[Records from a data source]
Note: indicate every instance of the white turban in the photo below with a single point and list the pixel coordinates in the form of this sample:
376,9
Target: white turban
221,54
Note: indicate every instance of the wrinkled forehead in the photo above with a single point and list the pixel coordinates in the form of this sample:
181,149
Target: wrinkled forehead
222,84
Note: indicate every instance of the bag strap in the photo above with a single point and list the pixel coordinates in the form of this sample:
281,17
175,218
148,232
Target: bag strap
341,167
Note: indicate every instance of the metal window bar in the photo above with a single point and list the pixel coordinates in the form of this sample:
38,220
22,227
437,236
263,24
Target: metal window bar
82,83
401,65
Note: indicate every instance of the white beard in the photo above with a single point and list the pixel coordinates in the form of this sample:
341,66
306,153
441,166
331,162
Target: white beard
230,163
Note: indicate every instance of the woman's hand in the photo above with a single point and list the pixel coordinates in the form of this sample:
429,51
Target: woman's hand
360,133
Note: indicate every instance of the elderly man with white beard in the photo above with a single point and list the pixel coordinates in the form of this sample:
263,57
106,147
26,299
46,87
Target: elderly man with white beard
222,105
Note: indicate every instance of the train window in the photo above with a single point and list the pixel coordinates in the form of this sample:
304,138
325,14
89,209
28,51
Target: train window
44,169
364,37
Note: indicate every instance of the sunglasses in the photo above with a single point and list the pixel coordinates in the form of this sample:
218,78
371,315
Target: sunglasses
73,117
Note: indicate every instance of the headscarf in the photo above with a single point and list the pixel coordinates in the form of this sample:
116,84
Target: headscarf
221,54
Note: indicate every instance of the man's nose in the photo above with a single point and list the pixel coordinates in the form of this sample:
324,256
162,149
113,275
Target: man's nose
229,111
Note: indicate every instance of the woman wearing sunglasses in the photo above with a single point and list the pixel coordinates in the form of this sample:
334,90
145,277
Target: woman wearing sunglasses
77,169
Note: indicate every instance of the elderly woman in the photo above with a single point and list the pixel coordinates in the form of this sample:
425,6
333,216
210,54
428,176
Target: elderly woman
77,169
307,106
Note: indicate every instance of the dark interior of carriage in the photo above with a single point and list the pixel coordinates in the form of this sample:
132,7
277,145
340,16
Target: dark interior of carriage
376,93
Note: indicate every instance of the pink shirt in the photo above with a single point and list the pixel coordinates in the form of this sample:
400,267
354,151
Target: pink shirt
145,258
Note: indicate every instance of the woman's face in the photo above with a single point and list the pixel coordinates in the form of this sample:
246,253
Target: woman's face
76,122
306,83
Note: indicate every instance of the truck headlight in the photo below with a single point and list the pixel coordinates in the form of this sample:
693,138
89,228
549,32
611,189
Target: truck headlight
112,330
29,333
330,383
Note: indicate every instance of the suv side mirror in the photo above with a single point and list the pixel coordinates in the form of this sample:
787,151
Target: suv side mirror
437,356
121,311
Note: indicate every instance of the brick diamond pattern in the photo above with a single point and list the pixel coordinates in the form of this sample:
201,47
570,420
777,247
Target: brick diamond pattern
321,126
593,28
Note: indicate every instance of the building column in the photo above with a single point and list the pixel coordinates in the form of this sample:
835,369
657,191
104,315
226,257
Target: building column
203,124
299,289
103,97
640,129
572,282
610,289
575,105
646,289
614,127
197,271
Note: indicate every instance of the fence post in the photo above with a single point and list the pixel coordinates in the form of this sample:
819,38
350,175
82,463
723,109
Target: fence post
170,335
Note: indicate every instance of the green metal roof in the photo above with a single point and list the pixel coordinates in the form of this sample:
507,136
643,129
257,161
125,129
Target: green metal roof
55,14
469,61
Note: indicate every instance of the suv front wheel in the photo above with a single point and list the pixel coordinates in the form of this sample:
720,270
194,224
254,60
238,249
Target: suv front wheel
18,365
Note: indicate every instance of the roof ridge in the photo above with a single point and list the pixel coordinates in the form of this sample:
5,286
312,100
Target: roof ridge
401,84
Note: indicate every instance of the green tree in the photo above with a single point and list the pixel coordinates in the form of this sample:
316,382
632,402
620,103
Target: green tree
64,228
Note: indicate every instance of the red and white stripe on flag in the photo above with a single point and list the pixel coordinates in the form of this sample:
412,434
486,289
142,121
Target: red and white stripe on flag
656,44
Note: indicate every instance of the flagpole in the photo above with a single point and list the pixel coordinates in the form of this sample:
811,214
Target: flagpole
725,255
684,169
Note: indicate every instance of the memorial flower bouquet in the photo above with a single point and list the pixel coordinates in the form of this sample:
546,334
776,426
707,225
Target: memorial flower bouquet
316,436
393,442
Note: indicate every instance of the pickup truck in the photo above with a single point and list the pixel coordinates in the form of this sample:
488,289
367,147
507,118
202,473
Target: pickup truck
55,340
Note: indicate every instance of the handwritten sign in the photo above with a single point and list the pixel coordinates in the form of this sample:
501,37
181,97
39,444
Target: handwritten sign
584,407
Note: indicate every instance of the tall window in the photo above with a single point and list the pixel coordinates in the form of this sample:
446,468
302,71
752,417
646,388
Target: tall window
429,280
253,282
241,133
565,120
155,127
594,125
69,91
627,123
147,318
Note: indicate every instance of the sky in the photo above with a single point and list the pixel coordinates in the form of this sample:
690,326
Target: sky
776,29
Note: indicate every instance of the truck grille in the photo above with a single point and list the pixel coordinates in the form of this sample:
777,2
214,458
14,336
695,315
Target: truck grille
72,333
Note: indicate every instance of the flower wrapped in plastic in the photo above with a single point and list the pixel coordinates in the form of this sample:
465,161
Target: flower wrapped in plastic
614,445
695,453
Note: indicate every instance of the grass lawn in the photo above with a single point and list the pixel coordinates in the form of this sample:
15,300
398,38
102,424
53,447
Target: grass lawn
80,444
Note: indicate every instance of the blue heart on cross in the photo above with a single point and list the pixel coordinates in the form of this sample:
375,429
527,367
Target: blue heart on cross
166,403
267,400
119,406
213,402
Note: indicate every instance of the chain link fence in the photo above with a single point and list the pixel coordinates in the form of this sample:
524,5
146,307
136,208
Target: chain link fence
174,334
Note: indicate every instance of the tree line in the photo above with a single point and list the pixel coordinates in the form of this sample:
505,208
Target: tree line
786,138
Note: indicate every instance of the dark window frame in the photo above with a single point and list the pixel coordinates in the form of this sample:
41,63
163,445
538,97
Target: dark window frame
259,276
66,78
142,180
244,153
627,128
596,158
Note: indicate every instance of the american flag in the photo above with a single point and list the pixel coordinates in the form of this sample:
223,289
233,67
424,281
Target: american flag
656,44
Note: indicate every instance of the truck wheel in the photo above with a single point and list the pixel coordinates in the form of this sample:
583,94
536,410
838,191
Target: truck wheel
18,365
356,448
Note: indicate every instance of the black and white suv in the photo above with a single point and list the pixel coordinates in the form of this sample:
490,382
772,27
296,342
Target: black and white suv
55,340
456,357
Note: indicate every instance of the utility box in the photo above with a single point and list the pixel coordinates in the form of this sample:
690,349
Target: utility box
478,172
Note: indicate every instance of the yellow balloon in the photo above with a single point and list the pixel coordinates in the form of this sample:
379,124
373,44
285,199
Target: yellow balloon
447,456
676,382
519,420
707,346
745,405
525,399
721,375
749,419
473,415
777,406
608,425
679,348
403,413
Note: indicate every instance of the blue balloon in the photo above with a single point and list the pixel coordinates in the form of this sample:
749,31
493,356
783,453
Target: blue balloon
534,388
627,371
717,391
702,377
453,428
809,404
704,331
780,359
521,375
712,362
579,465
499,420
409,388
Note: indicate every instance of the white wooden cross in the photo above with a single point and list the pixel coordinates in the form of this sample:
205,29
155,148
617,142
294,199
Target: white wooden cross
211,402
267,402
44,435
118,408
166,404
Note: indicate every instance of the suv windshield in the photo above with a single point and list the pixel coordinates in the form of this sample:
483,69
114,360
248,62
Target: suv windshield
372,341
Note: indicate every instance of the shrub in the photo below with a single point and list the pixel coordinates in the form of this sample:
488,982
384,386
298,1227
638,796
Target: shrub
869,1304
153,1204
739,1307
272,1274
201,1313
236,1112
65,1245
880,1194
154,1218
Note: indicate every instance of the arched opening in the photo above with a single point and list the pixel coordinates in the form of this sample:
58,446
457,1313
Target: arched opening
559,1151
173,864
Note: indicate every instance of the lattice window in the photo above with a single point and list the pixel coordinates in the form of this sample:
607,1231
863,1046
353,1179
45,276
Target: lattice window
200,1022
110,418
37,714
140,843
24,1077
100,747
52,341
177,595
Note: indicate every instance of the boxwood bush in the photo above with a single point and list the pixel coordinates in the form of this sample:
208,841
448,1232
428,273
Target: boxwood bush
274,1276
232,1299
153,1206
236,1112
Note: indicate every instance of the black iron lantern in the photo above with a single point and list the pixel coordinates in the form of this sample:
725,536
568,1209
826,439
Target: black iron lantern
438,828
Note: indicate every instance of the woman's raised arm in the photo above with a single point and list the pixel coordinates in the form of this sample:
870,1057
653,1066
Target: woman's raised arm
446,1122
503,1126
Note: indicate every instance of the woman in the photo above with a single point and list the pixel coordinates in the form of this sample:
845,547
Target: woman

§ **Try it**
Scan the records above for the word "below". Copy each line that has it.

§ **Result for this task**
Note: indicate every instance of the white turban in the photo below with a single point and list the pixel coordinates in the form of this sample:
Note: indicate every instance of the truck headlight in the photo below with a single point and list the pixel coordinates in the form of this sample:
Note: indicate every instance of the shrub in the photo below with a single point and list the pixel coordinates in the form of this sample:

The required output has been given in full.